The whole listing is to be printed again exactly.

*** EXERCISE INPUT

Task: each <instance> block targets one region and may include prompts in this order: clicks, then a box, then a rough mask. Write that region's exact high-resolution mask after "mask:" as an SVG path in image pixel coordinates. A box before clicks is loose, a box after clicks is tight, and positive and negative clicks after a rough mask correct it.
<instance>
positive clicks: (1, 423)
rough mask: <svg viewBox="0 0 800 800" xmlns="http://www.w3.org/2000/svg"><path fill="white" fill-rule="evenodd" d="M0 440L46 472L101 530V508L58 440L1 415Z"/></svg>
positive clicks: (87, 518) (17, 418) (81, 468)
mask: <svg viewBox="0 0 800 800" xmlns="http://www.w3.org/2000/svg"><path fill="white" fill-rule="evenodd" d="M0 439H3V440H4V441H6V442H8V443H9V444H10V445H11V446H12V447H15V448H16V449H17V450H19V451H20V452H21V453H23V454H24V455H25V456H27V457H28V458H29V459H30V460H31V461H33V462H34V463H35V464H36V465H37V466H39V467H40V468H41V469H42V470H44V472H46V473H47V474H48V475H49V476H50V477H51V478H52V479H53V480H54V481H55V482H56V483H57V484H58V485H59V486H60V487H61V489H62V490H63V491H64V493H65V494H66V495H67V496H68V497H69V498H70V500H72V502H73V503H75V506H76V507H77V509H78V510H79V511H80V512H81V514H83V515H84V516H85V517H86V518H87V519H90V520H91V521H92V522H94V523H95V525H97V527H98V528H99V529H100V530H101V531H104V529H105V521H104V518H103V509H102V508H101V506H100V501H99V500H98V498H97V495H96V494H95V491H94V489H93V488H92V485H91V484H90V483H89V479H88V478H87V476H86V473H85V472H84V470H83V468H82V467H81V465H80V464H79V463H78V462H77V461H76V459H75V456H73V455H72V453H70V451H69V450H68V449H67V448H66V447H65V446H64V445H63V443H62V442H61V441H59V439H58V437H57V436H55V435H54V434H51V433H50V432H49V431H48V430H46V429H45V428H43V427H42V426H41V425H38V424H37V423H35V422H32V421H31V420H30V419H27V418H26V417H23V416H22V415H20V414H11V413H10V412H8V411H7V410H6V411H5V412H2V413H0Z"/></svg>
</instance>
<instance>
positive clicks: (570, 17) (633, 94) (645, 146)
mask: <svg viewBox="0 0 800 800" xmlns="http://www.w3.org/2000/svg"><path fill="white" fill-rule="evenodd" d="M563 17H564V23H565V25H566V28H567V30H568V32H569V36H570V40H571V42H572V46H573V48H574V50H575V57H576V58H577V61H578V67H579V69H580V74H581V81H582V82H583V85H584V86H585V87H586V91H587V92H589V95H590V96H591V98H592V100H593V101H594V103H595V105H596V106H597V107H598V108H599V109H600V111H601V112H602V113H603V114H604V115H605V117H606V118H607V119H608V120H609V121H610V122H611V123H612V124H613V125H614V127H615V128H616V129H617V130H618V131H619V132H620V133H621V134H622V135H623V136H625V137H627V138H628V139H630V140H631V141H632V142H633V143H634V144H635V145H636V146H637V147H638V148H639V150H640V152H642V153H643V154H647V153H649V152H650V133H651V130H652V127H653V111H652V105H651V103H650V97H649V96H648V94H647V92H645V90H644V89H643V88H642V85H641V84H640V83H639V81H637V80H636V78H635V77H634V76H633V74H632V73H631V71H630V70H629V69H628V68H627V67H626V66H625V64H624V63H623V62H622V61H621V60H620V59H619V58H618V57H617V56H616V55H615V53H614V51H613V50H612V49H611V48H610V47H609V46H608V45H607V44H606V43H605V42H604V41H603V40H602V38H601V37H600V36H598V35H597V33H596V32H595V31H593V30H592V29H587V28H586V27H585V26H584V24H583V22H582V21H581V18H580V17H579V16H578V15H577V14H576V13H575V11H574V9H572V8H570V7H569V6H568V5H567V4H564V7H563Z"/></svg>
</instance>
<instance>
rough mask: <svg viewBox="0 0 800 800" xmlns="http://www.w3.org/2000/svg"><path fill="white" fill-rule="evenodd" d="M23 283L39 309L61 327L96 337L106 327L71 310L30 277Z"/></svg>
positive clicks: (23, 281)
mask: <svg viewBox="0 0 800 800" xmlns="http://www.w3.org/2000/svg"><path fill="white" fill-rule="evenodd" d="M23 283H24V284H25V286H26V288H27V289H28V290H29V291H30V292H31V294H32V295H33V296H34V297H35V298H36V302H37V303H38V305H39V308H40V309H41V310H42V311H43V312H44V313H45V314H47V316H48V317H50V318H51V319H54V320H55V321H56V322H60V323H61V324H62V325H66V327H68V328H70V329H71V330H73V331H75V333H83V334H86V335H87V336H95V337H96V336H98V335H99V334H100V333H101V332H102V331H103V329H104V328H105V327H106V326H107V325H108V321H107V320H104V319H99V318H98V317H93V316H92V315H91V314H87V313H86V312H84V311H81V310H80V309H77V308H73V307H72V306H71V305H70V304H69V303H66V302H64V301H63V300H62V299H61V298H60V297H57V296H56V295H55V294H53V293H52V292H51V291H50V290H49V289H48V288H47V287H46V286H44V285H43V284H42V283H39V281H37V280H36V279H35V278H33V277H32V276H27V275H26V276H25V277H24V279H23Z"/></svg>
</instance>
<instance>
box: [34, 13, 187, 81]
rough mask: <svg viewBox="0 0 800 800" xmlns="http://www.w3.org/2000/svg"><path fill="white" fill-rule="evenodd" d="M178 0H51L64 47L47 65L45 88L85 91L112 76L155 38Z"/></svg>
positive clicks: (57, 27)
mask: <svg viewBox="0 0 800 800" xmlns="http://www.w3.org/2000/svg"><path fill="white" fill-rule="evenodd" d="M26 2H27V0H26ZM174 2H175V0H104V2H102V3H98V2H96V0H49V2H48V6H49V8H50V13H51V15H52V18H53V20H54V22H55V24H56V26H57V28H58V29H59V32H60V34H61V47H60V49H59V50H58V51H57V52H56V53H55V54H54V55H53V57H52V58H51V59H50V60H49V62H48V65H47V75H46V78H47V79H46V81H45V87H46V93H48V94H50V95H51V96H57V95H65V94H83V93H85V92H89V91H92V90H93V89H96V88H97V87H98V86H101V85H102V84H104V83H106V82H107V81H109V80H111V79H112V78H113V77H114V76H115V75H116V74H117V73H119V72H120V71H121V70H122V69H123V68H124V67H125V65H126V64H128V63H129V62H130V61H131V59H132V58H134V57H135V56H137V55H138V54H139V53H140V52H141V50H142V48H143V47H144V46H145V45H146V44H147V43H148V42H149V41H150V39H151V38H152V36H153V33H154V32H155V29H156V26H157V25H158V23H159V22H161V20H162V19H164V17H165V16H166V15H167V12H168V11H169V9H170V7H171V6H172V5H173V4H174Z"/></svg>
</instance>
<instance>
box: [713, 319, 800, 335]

******

* EXPECTED ANSWER
Task: each <instance> block targets one region and may include prompts in this order: clicks, then a box, then a rough mask. Write that region's exact high-resolution mask after "mask:" as an SVG path in image pixel coordinates. A box before clicks is loose, a box after clicks is tight, and positive and negative clicks after a rough mask correct it.
<instance>
positive clicks: (1, 423)
rough mask: <svg viewBox="0 0 800 800" xmlns="http://www.w3.org/2000/svg"><path fill="white" fill-rule="evenodd" d="M0 440L46 472L101 530V508L58 440L1 415Z"/></svg>
positive clicks: (87, 518) (17, 418) (81, 468)
mask: <svg viewBox="0 0 800 800" xmlns="http://www.w3.org/2000/svg"><path fill="white" fill-rule="evenodd" d="M0 439H3V440H4V441H6V442H8V443H9V444H10V445H11V446H12V447H15V448H16V449H17V450H19V451H20V452H21V453H23V454H24V455H25V456H27V457H28V458H29V459H30V460H31V461H33V462H34V463H35V464H36V465H37V466H39V467H40V468H41V469H42V470H44V472H46V473H47V474H48V475H49V476H50V477H51V478H52V479H53V480H54V481H55V482H56V483H57V484H58V485H59V486H60V487H61V489H62V490H63V491H64V493H65V494H66V495H67V496H68V497H69V498H70V500H72V502H73V503H75V506H76V507H77V509H78V510H79V511H80V512H81V514H83V515H84V516H85V517H86V518H87V519H90V520H91V521H92V522H94V523H95V525H97V527H98V528H99V529H100V530H101V531H104V529H105V521H104V518H103V509H102V508H101V506H100V501H99V500H98V498H97V495H96V494H95V491H94V489H93V488H92V485H91V484H90V483H89V479H88V478H87V476H86V473H85V472H84V470H83V468H82V467H81V465H80V464H79V463H78V462H77V461H76V459H75V456H73V455H72V453H70V451H69V450H68V449H67V448H66V447H65V446H64V445H63V443H62V442H61V441H59V439H58V437H57V436H55V435H54V434H51V433H50V432H49V431H48V430H46V429H45V428H43V427H42V426H41V425H38V424H37V423H35V422H32V421H31V420H30V419H27V418H26V417H23V416H22V415H20V414H11V413H10V412H8V411H7V410H6V411H5V412H2V413H0Z"/></svg>
</instance>
<instance>
positive clicks: (570, 17) (633, 94) (645, 146)
mask: <svg viewBox="0 0 800 800" xmlns="http://www.w3.org/2000/svg"><path fill="white" fill-rule="evenodd" d="M563 17H564V23H565V25H566V28H567V30H568V32H569V36H570V40H571V42H572V46H573V48H574V50H575V57H576V58H577V61H578V67H579V69H580V74H581V81H582V82H583V85H584V86H585V87H586V91H587V92H589V95H590V96H591V98H592V100H593V101H594V103H595V105H596V106H597V107H598V108H599V109H600V111H601V112H602V113H603V114H604V115H605V117H606V118H607V119H608V120H609V121H610V122H611V123H612V124H613V125H614V127H615V128H616V129H617V130H618V131H619V132H620V133H621V134H622V135H623V136H625V137H627V138H628V139H630V140H631V141H632V142H633V143H634V144H635V145H636V146H637V147H638V148H639V150H640V152H642V153H643V154H647V153H649V152H650V133H651V130H652V127H653V111H652V105H651V103H650V97H649V96H648V94H647V92H645V90H644V89H643V88H642V85H641V84H640V83H639V81H637V80H636V78H635V77H634V76H633V74H632V73H631V71H630V70H629V69H628V68H627V67H626V66H625V64H624V63H623V62H622V61H621V60H620V59H619V58H618V57H617V56H616V55H615V53H614V51H613V50H612V49H611V48H610V47H609V46H608V45H607V44H606V43H605V42H604V41H603V40H602V38H601V37H600V36H598V35H597V33H596V32H595V31H593V30H592V29H587V28H586V27H585V26H584V24H583V22H582V21H581V18H580V17H579V16H578V15H577V14H576V13H575V11H574V9H572V8H570V7H569V6H568V5H567V4H564V7H563Z"/></svg>
</instance>
<instance>
rough mask: <svg viewBox="0 0 800 800" xmlns="http://www.w3.org/2000/svg"><path fill="white" fill-rule="evenodd" d="M23 283L39 309L61 327L96 337L106 327L71 310L30 277Z"/></svg>
positive clicks: (23, 281)
mask: <svg viewBox="0 0 800 800" xmlns="http://www.w3.org/2000/svg"><path fill="white" fill-rule="evenodd" d="M23 283H24V284H25V286H26V288H27V289H28V290H29V291H30V292H31V294H32V295H33V296H34V297H35V298H36V302H37V303H38V305H39V308H40V309H41V310H42V311H43V312H44V313H45V314H47V316H48V317H50V318H51V319H54V320H55V321H56V322H60V323H61V324H62V325H66V327H68V328H70V329H71V330H73V331H75V333H83V334H86V335H87V336H95V337H96V336H98V335H99V334H100V333H101V332H102V331H103V329H104V328H105V327H106V326H107V325H108V321H107V320H104V319H99V318H98V317H93V316H92V315H91V314H87V313H86V312H84V311H81V310H80V309H77V308H73V307H72V306H71V305H70V304H69V303H66V302H64V301H63V300H62V299H61V298H60V297H57V296H56V295H55V294H53V293H52V292H51V291H50V290H49V289H48V288H47V287H46V286H44V285H43V284H42V283H39V281H37V280H36V279H35V278H33V277H32V276H27V275H26V276H25V277H24V279H23Z"/></svg>
</instance>
<instance>
box: [34, 13, 187, 81]
rough mask: <svg viewBox="0 0 800 800" xmlns="http://www.w3.org/2000/svg"><path fill="white" fill-rule="evenodd" d="M178 0H51L64 47L47 65L45 88L85 91L112 76L155 38Z"/></svg>
positive clicks: (57, 27)
mask: <svg viewBox="0 0 800 800" xmlns="http://www.w3.org/2000/svg"><path fill="white" fill-rule="evenodd" d="M26 2H27V0H26ZM174 2H175V0H104V2H102V3H98V2H96V0H49V2H48V6H49V8H50V13H51V15H52V18H53V20H54V22H55V24H56V26H57V28H58V29H59V32H60V34H61V47H60V49H59V50H58V51H57V52H56V53H55V54H54V55H53V57H52V58H51V59H50V60H49V62H48V65H47V75H46V78H47V79H46V81H45V87H46V93H48V94H50V95H51V96H57V95H65V94H83V93H85V92H89V91H92V90H93V89H96V88H97V87H98V86H101V85H102V84H104V83H106V82H107V81H109V80H111V79H112V78H113V77H114V76H115V75H116V74H117V73H119V72H120V71H121V70H122V69H123V68H124V67H125V65H126V64H128V63H129V62H130V61H131V59H132V58H134V57H135V56H137V55H138V54H139V53H140V52H141V50H142V48H143V47H144V46H145V45H146V44H147V43H148V42H149V41H150V39H151V38H152V36H153V33H154V32H155V29H156V26H157V25H158V23H159V22H161V20H162V19H164V17H165V16H166V15H167V12H168V11H169V9H170V7H171V6H172V5H173V4H174Z"/></svg>
</instance>
<instance>
box: [713, 319, 800, 335]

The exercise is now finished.